* _Source text_:
- - - - -
Budget addresses by their nature combine broad policy pronouncements with green-eyeshade proposals about where the dollars will come from and where they will go.
In his budget speech today, Gov. J.B. Pritzker did not disappoint. He called for large increases in spending on child welfare, yet still promised a balanced budget. He stated the case for his “fair tax” proposal, the one that promises some $3.6 billion in projected annual revenue increases.
And his sense of confidence was well earned: The legislative successes of Pritzker’s first year in office have set the stage for a second successful session.
But forgive us all if we were a little distracted. It was tough to stay focused on Pritzker’s broccoli-and-vitamins speech on the same day the Blago circus returned to town. There the ex-governor stood, outside his family home, striking the same defiant pose he held nearly eight years ago, the day he left for the federal pen.
An appearance by the felon former Gov. Rod Blagojevich is never welcome, under any circumstances. And yet, in this instance, the criminal cameo made a strange sort of sense.
The Blagojevich show reminded us that corruption in Illinois politics always lurks just around the corner. It’s a lesson worth noting as the legislature takes up Gov. Pritzker’s budget plan: For the good of the state, fiscal renewal and ethics reform need to go hand in hand.
You’d never know it from Pritzker’s speech. In his remarks, Pritzker emphatically pledged to fix the state’s finances. He deservedly claimed victory on some progress and promised to contribute $100 million to a rainy-day fund.
But with his state in the midst of an unprecedented corruption investigation, Pritzker made no reference to the culture of corruption that has put four of his predecessors, and many other politicians, in jail.
Fiscal reform doesn’t happen in isolation. Pritzker will need to make significant progress on both ethics and finances before he can call the 2020 legislative session a success.
The state’s fiscal troubles are in some ways the governor’s biggest challenge. They’ve produced a worst-in-the-nation credit rating, prompted people to leave Illinois and created a sense of despair when it comes to pensions and unpaid bills. Pritzker’s sincere and sophisticated plans are designed to make progress against such problems.
But Pritzker’s package of fiscal reforms won’t be passed in isolation. To become law, they must make their way through a legislative obstacle course and an entrenched corruption that, if anything, has gotten worse in the decade since Blago’s reprehensible conduct first came to light.
- - - - -
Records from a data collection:

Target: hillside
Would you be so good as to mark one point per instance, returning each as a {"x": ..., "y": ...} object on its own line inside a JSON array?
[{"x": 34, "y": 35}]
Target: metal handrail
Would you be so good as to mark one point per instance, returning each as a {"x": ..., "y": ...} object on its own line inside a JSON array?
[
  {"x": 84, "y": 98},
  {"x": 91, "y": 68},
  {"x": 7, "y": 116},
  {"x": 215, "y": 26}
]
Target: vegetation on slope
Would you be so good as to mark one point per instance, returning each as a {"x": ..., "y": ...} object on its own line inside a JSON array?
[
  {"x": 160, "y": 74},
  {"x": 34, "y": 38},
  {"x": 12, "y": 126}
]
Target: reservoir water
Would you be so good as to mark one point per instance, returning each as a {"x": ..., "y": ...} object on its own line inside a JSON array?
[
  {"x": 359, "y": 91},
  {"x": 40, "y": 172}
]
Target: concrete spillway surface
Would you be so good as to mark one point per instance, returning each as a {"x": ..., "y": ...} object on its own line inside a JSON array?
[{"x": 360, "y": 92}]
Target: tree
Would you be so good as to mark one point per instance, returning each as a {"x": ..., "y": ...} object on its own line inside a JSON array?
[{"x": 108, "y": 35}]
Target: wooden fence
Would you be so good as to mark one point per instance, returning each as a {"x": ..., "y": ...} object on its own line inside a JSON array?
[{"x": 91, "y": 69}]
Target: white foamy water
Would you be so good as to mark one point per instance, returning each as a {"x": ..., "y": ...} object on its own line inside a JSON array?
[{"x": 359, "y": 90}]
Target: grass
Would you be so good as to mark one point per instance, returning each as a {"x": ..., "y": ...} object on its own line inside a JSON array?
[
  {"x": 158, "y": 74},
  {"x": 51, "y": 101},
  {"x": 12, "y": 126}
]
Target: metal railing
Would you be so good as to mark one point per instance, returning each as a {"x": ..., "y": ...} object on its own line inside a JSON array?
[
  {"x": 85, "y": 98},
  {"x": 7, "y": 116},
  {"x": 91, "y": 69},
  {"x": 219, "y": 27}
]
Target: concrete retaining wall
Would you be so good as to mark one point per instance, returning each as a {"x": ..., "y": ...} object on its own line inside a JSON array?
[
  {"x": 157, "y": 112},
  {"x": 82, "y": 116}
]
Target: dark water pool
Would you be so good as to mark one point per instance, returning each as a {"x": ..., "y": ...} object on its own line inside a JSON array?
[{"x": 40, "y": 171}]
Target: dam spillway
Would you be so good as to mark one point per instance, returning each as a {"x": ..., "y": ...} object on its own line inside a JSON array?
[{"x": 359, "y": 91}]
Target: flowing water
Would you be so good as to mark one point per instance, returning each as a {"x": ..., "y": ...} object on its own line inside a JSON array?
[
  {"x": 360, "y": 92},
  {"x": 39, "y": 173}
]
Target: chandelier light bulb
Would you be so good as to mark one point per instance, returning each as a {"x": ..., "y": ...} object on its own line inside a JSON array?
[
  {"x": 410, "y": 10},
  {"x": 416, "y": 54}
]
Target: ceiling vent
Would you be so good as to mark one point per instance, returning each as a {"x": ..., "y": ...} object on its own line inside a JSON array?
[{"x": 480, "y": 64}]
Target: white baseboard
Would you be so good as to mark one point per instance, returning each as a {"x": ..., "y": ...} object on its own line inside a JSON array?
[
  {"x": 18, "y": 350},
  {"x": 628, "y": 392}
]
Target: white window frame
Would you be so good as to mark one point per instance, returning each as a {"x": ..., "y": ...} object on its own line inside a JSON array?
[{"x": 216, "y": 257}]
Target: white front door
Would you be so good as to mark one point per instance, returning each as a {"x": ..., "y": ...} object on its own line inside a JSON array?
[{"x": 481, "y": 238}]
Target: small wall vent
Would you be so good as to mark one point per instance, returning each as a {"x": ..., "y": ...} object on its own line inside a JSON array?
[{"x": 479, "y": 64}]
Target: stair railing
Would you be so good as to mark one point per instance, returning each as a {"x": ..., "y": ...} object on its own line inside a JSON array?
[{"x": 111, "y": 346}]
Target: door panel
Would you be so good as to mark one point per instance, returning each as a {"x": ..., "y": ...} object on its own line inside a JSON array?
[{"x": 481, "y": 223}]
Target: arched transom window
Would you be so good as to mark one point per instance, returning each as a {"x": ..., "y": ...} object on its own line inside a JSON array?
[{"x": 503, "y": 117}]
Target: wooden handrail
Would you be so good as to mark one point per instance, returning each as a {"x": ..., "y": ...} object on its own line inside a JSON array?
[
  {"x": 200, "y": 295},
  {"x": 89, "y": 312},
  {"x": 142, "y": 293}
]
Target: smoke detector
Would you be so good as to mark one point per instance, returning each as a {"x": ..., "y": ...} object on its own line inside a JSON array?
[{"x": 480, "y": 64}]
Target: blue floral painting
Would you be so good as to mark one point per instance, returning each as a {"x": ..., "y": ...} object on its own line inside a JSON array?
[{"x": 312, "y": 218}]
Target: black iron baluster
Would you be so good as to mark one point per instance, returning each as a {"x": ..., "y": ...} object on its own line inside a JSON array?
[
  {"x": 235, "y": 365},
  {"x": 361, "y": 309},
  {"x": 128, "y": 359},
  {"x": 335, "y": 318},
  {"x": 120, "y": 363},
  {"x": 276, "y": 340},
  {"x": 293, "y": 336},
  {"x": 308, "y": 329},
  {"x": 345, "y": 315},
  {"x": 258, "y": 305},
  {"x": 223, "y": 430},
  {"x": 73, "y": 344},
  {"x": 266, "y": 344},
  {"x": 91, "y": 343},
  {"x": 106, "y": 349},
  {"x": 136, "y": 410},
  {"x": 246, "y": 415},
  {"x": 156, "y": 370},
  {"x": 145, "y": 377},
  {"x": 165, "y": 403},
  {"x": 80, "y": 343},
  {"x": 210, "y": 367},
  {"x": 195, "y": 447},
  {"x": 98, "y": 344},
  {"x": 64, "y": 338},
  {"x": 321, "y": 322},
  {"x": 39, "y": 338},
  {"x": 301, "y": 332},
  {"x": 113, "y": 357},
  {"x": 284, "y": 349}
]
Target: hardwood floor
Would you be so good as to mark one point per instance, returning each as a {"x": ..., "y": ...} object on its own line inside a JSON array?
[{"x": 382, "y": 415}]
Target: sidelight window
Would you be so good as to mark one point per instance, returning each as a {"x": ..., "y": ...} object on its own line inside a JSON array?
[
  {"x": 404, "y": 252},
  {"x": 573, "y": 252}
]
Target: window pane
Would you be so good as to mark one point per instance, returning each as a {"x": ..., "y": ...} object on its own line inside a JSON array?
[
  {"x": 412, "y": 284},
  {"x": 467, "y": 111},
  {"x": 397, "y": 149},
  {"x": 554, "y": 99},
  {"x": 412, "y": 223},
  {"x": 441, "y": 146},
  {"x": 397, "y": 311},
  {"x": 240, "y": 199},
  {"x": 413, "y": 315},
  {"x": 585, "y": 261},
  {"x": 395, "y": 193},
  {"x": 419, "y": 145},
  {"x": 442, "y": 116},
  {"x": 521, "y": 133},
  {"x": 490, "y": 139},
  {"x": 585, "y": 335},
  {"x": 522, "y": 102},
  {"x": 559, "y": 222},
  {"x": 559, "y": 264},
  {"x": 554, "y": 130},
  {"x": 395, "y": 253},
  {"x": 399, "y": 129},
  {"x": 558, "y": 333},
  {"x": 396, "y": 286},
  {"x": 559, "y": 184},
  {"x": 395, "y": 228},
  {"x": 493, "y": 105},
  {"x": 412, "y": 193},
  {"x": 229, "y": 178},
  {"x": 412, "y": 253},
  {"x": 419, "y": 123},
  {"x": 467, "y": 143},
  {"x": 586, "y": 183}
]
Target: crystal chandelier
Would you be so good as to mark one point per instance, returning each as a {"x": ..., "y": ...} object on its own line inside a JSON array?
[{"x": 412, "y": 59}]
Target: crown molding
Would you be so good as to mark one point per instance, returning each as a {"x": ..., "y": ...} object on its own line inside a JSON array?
- - - - -
* _Task statement_: Pick up the editorial on Gov. Pritzker's budget speech and corruption in Illinois politics after its final paragraph, and continue writing it.

* _Exercise response_:
Blago was a one-governor crime wave. Among other misdeeds, he extorted a children’s hospital and sought to sell a U.S. Senate seat for personal gain.
Yet if the ongoing avalanche of indictments and subpoenas in state government tell us anything, they seem to say that corruption today is more systematic, and at least as insidious, as when Blago was committing his crimes.
Former state Sen. Martin Sandoval traveled the state to promote Pritzker’s $45 billion infrastructure plan yet also admitted to accepting payoffs and peddling his influence on behalf of a red-light camera company. State Sen. Tom Cullerton chaired the Senate’s labor committee while allegedly taking six-figure payments for a no-show Teamsters union job.
No charges have emerged involving Commonwealth Edison’s lobbyist connections. But a public disclosure by the utility’s parent company, Exelon, warns that it and ComEd could face criminal or civil penalties arising from federal investigations.
The culture of corruption and efforts at fiscal reform are conjoined uncomfortably as Pritzker goes to work on his second budget. The same legislature that will consider his fiscal plan is under scrutiny as a result of the largest public corruption investigation in recent memory.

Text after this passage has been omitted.